### TEXT BLOCK
Words by Peter Tanski
Peter Tanski grew up in the small but thriving Wilkes-Barre/Scranton area, fronting several bands and founding the music and literary fanzine, Exmortus. After a brief stint living in Manhattan’s Lower East Side and writing for Legends Magazine, he returned to Pennsylvania where he began to work with web based music site NEPA Rocks. He currently fronts the melodic hardcore/punk band, Heart Out and hosts The Book of Very Very Bad Things PodZine.
This Month, Shadow-Plays honors the soulful chanteuse that dared to defy the Holy Roman Catholic Church as a needle with which to thread together the darkest and most dour delights.
“When you’re young, you don’t really know quite what you’re aiming at. You’re very impulsive and acting on impulse, which is very important and valuable. But you’re kind of swimming in a blind sea. When you get older, you have more of a sense of direction.” – Sinead O’Connor
In 1987 I was 11 years old and beset by the classicist, dinosaur rock preferred by the Camaro set, and the slicker than goose shit cock rock of the moment. Of course, we’ve trodden this avenue of thought together before, haven’t we? But we never really discussed “her”. The older, pallid, straight haired teen that lived up the street. The first one to play me The Smiths, The Cure, Razz Williams’ Christian Death, and a song by a raving Irish beauty with her head cropped like a Skinhead and a voice as hauntingly, achingly, nakedly beautiful and maniacally ferocious. She played me “Mandinka”, track 2, side 2, from an album titled “The Lion and The Cobra”. Her name was Sinead O’Connor. I fell simultaneously in love with this budding young woman in front of me, and the siren sporting a clean pate and the most soulful eyes I’d ever beheld.
As the weeks slipped by, the local college station played “Jerusalem” daily. I gathered my meager, misappropriated collection plate funds and mis-allotted lunch moneys and pedaled fervently to my local record store to purchase the cassette. I recall the urgent need to hide my adoration from the other boys that, in all actuality, I’d associated with out of the convenience of proximity rather than any sense of deep camaraderie. This was all mine, and I coveted its J-Card, it’s eventual warbles and hiss. It made the same sense the Cult did, The Misfits, Killing Joke, Black Sabbath, and Oingo Boingo had. This was nearer the heart of the Holy Ghost than serving Sunday mass as the dutiful altar boy my ma raised.
Although she’s not often mentioned alongside the more Goth tinged of the era, Sinead certainly carried the Post-Punk banner on her first record, with her pop-chops fully intact. As do Floridian dark romanticists Violet Silhouette, who have just unveiled their most heart stirring anthem in new single “Hired Demoniaca”, a track both nugatory and dance positive. It serves as a precursor to their upcoming E.P., slated for September. I have it on good authority that they will be hitting the road in the coming year as well, so remain vigilant and patience will be handsomely rewarded.

### PROVIDED RECORDS

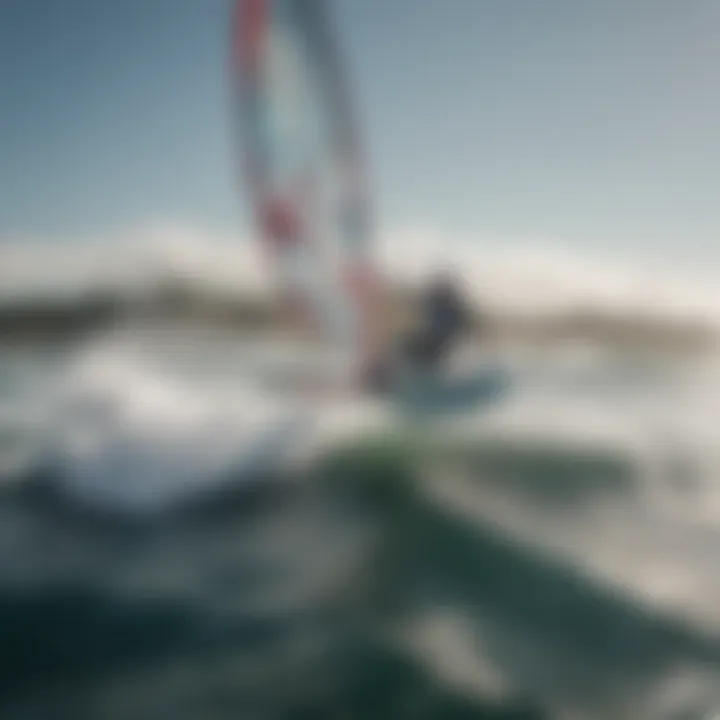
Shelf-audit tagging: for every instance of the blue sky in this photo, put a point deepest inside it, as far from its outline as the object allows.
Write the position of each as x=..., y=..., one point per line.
x=596, y=123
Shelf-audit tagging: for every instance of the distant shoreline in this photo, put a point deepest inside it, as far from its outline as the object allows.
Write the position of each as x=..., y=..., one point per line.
x=39, y=320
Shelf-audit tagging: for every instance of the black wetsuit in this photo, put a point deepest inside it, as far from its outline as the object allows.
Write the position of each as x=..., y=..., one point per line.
x=445, y=317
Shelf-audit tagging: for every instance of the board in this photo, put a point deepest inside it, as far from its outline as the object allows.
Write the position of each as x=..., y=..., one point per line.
x=461, y=392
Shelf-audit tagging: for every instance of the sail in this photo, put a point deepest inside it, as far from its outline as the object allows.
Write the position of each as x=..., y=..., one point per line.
x=302, y=164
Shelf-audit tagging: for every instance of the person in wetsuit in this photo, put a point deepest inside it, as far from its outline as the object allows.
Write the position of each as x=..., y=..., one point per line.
x=444, y=319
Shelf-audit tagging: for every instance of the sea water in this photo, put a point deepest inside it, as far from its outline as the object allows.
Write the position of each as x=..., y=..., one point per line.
x=553, y=555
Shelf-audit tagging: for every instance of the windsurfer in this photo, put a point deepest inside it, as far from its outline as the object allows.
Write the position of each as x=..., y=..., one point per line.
x=445, y=317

### WHAT YOU WILL DO
(a) From the column about Sinead O'Connor, quote everything from "As the weeks" down to "my ma raised.".
(b) In the column about Sinead O'Connor, which song did the local college station play daily?

### OUTPUTS BY TASK
(a)
As the weeks slipped by, the local college station played “Jerusalem” daily. I gathered my meager, misappropriated collection plate funds and mis-allotted lunch moneys and pedaled fervently to my local record store to purchase the cassette. I recall the urgent need to hide my adoration from the other boys that, in all actuality, I’d associated with out of the convenience of proximity rather than any sense of deep camaraderie. This was all mine, and I coveted its J-Card, it’s eventual warbles and hiss. It made the same sense the Cult did, The Misfits, Killing Joke, Black Sabbath, and Oingo Boingo had. This was nearer the heart of the Holy Ghost than serving Sunday mass as the dutiful altar boy my ma raised.

(b) "Jerusalem"